WHAT TO DO
Transcribe the whole listing exactly, but do not carry over its pictures.

START DATASET CONTENT

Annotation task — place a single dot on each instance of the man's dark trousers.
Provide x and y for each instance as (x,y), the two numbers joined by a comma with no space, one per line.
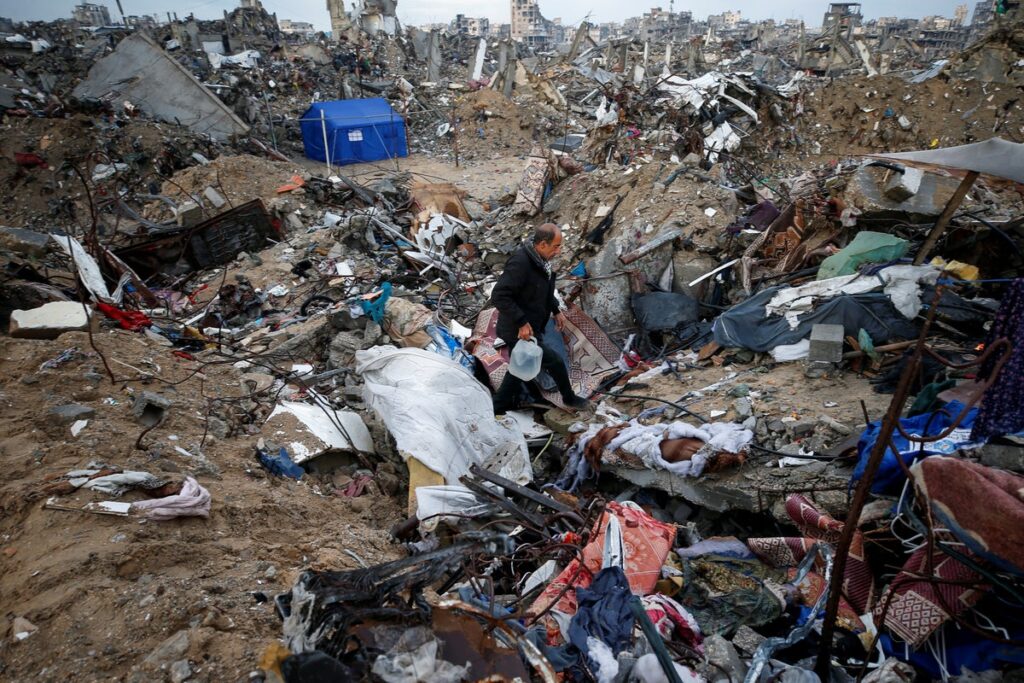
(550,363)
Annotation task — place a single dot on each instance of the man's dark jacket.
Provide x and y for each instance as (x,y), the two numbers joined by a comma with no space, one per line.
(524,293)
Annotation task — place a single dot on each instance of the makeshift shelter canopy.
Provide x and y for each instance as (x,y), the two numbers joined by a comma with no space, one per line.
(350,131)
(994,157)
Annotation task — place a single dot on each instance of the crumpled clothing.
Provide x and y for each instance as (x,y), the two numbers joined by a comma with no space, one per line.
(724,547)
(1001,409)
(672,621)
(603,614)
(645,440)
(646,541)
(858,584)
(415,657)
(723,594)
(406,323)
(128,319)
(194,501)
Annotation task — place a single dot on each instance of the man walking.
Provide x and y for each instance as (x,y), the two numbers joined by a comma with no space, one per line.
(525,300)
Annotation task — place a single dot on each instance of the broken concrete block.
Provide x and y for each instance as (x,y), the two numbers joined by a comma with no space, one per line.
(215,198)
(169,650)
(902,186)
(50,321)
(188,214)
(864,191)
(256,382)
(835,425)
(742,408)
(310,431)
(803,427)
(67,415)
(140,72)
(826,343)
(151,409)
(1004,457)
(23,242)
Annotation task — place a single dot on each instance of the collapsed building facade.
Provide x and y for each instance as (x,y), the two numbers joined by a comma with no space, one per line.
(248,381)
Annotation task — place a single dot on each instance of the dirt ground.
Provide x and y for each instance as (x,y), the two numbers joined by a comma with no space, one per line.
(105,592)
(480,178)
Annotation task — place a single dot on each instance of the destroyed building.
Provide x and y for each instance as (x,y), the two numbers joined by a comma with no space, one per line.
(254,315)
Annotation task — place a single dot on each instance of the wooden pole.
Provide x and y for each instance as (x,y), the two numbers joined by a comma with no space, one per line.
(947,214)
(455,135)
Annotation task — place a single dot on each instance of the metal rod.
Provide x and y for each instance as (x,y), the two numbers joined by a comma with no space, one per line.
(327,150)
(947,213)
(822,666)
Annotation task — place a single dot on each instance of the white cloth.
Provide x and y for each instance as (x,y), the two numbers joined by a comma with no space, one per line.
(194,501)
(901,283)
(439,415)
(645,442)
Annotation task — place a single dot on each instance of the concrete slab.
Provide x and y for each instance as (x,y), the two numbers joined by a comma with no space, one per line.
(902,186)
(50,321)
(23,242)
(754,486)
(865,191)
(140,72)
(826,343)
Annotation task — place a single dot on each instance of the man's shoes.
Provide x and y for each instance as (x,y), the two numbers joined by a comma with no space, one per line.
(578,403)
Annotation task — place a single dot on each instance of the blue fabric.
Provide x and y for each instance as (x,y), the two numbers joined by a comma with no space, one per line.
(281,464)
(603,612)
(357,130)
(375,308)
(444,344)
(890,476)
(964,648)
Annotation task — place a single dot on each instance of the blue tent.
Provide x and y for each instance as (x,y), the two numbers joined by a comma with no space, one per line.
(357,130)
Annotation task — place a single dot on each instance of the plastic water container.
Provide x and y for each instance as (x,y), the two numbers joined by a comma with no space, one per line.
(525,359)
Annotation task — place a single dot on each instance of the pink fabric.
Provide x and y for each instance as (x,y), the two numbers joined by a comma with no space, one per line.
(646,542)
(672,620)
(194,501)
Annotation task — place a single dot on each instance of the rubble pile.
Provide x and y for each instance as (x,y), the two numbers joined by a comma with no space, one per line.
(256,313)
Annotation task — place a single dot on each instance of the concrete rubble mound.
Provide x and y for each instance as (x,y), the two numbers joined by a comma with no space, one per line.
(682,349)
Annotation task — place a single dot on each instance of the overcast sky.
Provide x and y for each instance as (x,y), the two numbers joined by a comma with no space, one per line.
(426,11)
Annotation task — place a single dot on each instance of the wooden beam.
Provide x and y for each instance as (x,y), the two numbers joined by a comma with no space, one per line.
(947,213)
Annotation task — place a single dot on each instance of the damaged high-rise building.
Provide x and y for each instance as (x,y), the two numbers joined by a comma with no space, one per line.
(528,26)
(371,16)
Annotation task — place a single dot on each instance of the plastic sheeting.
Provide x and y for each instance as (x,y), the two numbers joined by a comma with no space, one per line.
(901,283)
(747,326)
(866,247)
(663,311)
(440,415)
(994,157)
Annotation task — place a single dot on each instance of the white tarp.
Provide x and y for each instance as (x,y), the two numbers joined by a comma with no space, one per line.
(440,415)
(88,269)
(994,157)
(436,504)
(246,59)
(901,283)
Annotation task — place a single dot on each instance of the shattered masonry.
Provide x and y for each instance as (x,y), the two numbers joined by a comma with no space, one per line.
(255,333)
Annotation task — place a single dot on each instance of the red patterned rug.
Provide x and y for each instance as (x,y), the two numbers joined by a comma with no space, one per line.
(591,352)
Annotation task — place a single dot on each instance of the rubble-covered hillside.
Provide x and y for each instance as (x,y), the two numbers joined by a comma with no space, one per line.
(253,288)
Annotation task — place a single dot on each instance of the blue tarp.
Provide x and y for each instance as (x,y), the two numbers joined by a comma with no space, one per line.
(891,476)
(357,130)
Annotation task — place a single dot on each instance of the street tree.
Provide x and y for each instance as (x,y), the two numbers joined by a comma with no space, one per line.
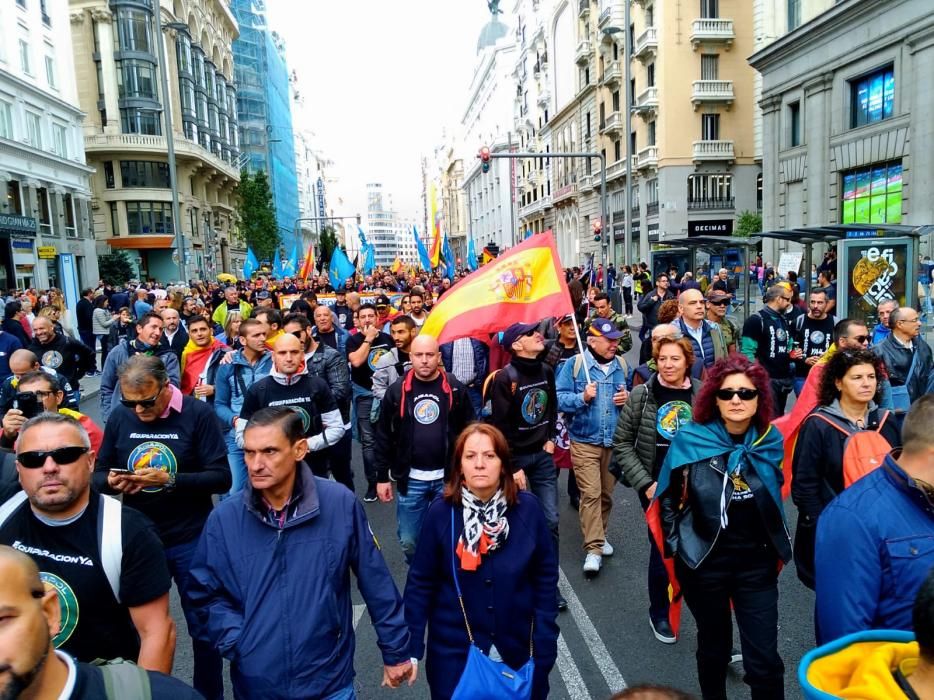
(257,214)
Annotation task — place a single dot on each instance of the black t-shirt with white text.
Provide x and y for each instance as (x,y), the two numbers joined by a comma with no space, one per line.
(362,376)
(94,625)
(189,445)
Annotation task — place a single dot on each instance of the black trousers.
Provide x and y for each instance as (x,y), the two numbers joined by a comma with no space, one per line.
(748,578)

END DATASET CONTENT

ANSWER TO THIS TASK
Annotation task — place a single dot on each instance of the man's dark trousers.
Provide x and y for each instance as (x,y), the two numbers joined by a comma with no space, one per line.
(550,363)
Annotation task — place a single dot on each instance of the man's dark jacket.
Provide x and y for each instance as (x,y), the two numbers joined by a comma with no space, one per line.
(524,293)
Annotation task — place a single dot on each instance of the makeshift shelter canopy.
Provide x and y for each instance as (x,y), the two numbers joined by a comma with no space, one per line.
(350,131)
(994,157)
Annotation task — place a single dot on each instance of the crumpled clothing.
Provide x and y for each instance as (x,y), the two numbers joined by a comma with no space, one per line.
(724,547)
(1001,409)
(672,621)
(603,614)
(645,440)
(646,541)
(858,584)
(415,657)
(723,594)
(406,323)
(128,319)
(194,501)
Annotation task — place a single dot on each instance of the man walking.
Provide x and y for each instance as (x,y), the two numbers joined by a comma with no space, one per line.
(525,300)
Annotation task — place a single dot on each instance of the broken concrete block.
Provide x and y for each instance as (x,y), the two numbers joined by a comma with no space, one per line.
(215,198)
(169,650)
(902,186)
(50,321)
(188,214)
(864,191)
(256,382)
(835,425)
(742,408)
(310,431)
(803,427)
(67,415)
(140,72)
(826,343)
(151,409)
(1004,457)
(23,242)
Annotation task — place a single dot on each instance of the collapsed building facade.
Provide x and y for each instance as (x,y), the two numbers joined by a comma with no space, one per line.
(248,381)
Annotation task — place a single dot on each instance of the dirt ground.
Provide x and y for each instance as (x,y), the two numbers joined by a comma with no space, one per line.
(105,592)
(480,178)
Annotation task — place a single dot on each instance of the destroyed building.
Provide x and y for each instance as (x,y), the two numbers joined by a comma with no space, one per line.
(254,315)
Annotation task — place a single dot on each instance of the wooden pole.
Provide x and y for each instance as (x,y), the two numbers joined by a comma with no space, one per line.
(947,214)
(455,135)
Annotation task — place a single dot on each instance of the metal rod.
Provide x and y for each instance as (x,y), the two numbers joined by a comma with no space, one per line.
(327,150)
(947,213)
(822,666)
Annotation task — place a single dot on each instance of the white cloth.
Provide x and y for each instance as (x,y), the two numbers joined by a comma with no space, one per line.
(194,501)
(901,283)
(439,415)
(645,442)
Annotation task — place a single dot on each instance of the concrete slab.
Provide x and y for each instance as (x,y), the two numbers joined by a comma with no space, one per line.
(902,186)
(50,321)
(23,242)
(754,486)
(865,191)
(140,72)
(826,343)
Annotation task — place a single dot on each instance of the man's shoes.
Provide x and y for each instance as (x,y), the two numbers joined by a comma with no space, one per line.
(578,403)
Annotation task — place a single dot on each instance of the blue fabric.
Provide x and y for each instance as (x,y), the two numbers joined by a comma with no space, one per line.
(281,464)
(603,612)
(357,130)
(375,308)
(444,344)
(890,476)
(964,648)
Annotation task — place a single dot on each instance of the blue tent.
Provide x and y for each instance as (x,y), the two numbers joined by a comma with no space, one per line.
(357,130)
Annotation task — place a single dot on each instance of the plastic water container.
Provide x and y for each instance as (x,y), the two numbers joined by a comma with no space, one per line.
(525,359)
Annotation task — place a single dot on each instance of the pink fabric.
Provide x and y for each instance as (x,y), the two numbers joined by a comma with no space, one per line.
(646,542)
(672,620)
(194,501)
Annotation task — place a single dot on each instance of the rubble pile.
Provide x and y for each instance as (x,y), the two numbers joined by a comma with no space, one per line.
(256,313)
Annotation task — place a single dot on each instance of the concrete rubble mound.
Provide x and y for each instance as (x,y), the two numbers joined by a comma with no space, one per line.
(682,349)
Annotation task — place a single dot on each instance of the overcast sky.
Provide x and y for each instance as (x,y), the two numbers joined by a comma with no space, one per line.
(426,11)
Annotation task — place a single dot on each instance of the wooden beam.
Provide x and y for each instance as (x,y), the two numbers joined by a comma with no space, one per line.
(947,213)
Annotation task — place a single dot on each instance of the damaged high-rise building.
Provide x and y for each instance as (x,y), the two numbers joined by a comma with no space, one per line.
(528,26)
(371,16)
Annotation task — place a single dot on each instance of the plastic sheeting.
Provide x and y for each instance as (x,y), the two numbers joined by a comma with no space, one per line.
(901,283)
(747,326)
(866,247)
(663,311)
(440,415)
(994,157)
Annotation task — place a single dot on each instance of the white tarp.
Provide x and y for each instance as (x,y), the two numbers joined by a comma with no space, one per line.
(440,415)
(88,269)
(994,157)
(436,504)
(246,59)
(901,283)
Annotation task — place a single dot on each instance of the shattered masonry.
Provide x and y for each instance as (x,y), the two numbers joined by a comma with no space, one per line.
(255,333)
Annotation task — place a single dot on each instance of the red patterned rug.
Provide x and y for each instance as (x,y), the two numbers joined by a comma with no space, one per line.
(591,352)
Annotation task — place a single dot on each instance of the rubble-covered hillside.
Provide x and y for each instance as (x,y), the two numbers joined by a comma with no space, one per line.
(253,288)
Annotation task — place a single dot on each instance of the blue tarp.
Provide x and y for each instance as (x,y), the two numbers joined by a comma with no space, one per line.
(891,476)
(357,130)
Annotation task — place a single dot on each instance of the street tree.
Provide x and y for each instance as (x,y), the two numbers joined by a comma with no space, one per line.
(257,214)
Annotation task — place a single dot on each instance of the black t-shirt with white text.
Provide x and y for each instance as (x,y), the two numbers joined by a comma with no space, one per line.
(362,376)
(94,625)
(189,445)
Annotation task — place a single dot on each instance of the black trousers.
Provide x and y for each instance as (x,y), the two numbers joined by a comma with no space, one per line.
(748,578)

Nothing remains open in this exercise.